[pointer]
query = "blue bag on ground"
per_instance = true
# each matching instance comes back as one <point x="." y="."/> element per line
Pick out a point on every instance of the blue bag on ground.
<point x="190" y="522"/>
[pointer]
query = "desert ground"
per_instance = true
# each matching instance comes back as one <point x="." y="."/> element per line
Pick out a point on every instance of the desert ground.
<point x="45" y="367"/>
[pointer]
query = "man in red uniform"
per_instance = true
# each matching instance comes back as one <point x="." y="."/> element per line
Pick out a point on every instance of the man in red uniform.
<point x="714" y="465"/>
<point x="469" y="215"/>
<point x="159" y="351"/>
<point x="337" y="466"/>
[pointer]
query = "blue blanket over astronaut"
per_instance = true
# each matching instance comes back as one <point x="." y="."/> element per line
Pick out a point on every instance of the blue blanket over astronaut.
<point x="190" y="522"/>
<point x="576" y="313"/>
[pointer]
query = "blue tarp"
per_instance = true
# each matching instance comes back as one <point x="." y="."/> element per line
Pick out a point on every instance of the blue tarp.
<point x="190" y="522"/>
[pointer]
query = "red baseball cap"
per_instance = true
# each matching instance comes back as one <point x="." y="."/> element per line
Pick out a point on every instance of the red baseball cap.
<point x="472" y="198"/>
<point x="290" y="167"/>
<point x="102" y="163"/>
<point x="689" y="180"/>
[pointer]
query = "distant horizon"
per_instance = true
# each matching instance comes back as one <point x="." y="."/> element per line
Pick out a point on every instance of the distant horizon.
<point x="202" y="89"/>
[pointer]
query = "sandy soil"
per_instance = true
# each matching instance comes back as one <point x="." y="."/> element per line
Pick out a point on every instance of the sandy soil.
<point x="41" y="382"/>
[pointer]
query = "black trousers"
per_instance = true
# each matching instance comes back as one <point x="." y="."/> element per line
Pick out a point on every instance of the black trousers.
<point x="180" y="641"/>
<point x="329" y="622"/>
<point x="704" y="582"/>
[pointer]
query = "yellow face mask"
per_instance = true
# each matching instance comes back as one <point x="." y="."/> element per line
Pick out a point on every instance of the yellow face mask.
============================================================
_The problem_.
Would you copy each line of the data exactly as it appears above?

_Result of the exercise_.
[pointer]
query = "blue bag on ground"
per_instance = true
# each matching instance comes back as one <point x="." y="."/> element per line
Pick out a point on every instance of the blue bag on ground.
<point x="190" y="522"/>
[pointer]
query = "desert ground"
per_instance = true
# each matching instance comes back as one <point x="." y="."/> element per line
Pick out a point on every instance of the desert ground.
<point x="45" y="367"/>
[pointer]
query = "man in red uniform"
per_instance = true
# each matching instance comes back as one <point x="." y="."/> element per line
Pick out a point on every instance of the man in red uniform.
<point x="714" y="465"/>
<point x="469" y="215"/>
<point x="159" y="351"/>
<point x="337" y="466"/>
[pointer]
query = "blue blanket over astronaut"
per_instance = true
# each matching instance comes back as one <point x="." y="."/> element per line
Pick out a point on every instance of the blue blanket over astronaut.
<point x="190" y="522"/>
<point x="576" y="313"/>
[pointer]
query = "blue tarp"
per_instance = true
# each matching instance comes back as one <point x="." y="."/> element per line
Pick out a point on every instance of the blue tarp.
<point x="190" y="522"/>
[pointer]
query = "red baseball cap"
per_instance = true
# each matching instance comes back as one <point x="." y="."/> element per line
Pick out a point on every instance of the red baseball cap.
<point x="472" y="198"/>
<point x="290" y="167"/>
<point x="102" y="163"/>
<point x="689" y="180"/>
[pointer]
query = "distant horizon"
per_instance = true
# each matching instance comes back as one <point x="." y="."/> element per line
Pick out a point on every instance of the distant horizon.
<point x="202" y="89"/>
[pointer]
query = "sandy soil"
per_instance = true
# each matching instance comes back as one <point x="." y="."/> element per line
Pick out a point on every instance of the sandy soil.
<point x="41" y="382"/>
[pointer]
query = "black trousers"
per_instance = true
# each matching instance comes back as one <point x="." y="."/> element per line
Pick out a point on every instance of the black trousers.
<point x="180" y="641"/>
<point x="329" y="622"/>
<point x="704" y="582"/>
[pointer]
query = "yellow face mask"
per_instance = true
# each matching instance comes back as one <point x="." y="."/> element per line
Pick out a point on every instance of the yellow face mask.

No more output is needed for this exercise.